(REQUIRED WORK):
Return the lines below exactly, starting with the line that contains "stethoscope chest piece" and stopping after the last line.

(DATASET CONTENT):

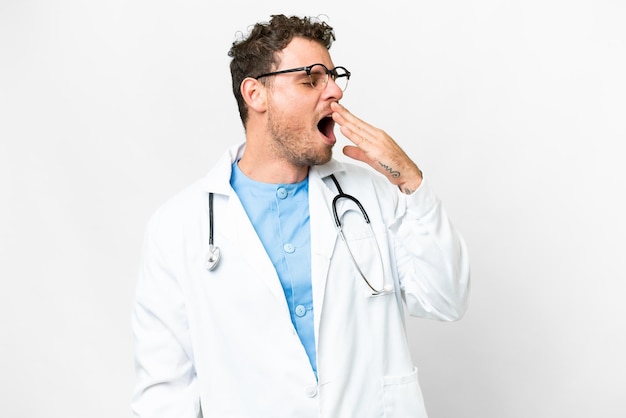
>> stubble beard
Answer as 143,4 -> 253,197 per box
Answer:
268,107 -> 333,167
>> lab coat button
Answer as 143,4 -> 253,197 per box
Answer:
304,386 -> 317,398
276,187 -> 287,199
295,305 -> 306,317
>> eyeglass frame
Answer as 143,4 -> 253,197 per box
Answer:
253,62 -> 352,91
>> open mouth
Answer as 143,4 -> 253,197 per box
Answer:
317,115 -> 335,142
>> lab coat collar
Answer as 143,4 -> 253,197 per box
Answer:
202,142 -> 246,196
202,142 -> 344,195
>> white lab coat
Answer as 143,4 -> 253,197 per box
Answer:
132,145 -> 469,418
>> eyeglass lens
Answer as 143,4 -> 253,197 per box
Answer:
309,64 -> 348,91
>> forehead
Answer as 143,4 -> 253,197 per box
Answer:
277,37 -> 334,70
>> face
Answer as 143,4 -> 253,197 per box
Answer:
266,38 -> 343,167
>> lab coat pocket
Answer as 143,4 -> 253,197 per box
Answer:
383,368 -> 427,418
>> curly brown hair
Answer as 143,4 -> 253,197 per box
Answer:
228,14 -> 335,127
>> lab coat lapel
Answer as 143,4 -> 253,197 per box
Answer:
309,169 -> 338,341
221,193 -> 287,308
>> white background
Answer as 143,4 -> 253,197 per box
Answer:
0,0 -> 626,418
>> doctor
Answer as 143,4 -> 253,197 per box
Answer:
132,15 -> 469,418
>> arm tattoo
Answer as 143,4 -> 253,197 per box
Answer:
378,161 -> 400,178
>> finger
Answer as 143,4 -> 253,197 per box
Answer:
343,145 -> 372,165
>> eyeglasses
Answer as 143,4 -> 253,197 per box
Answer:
254,64 -> 351,91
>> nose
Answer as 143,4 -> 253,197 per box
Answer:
324,77 -> 343,100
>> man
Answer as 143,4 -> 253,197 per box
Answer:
133,15 -> 469,418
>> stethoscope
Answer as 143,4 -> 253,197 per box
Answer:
207,174 -> 391,295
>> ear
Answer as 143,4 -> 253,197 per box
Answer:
239,77 -> 267,113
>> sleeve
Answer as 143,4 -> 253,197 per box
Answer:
391,179 -> 470,321
131,214 -> 202,418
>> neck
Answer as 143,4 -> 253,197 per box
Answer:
238,147 -> 309,184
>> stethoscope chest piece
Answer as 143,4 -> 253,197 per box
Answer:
206,245 -> 220,271
206,193 -> 220,271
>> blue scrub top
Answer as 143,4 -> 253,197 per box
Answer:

(WRITTEN ANSWER):
>> stethoscope chest piece
Answer as 143,4 -> 253,197 per box
Answer:
206,245 -> 220,271
206,193 -> 220,271
>> blue scrub top
Answer as 143,4 -> 253,197 per box
Answer:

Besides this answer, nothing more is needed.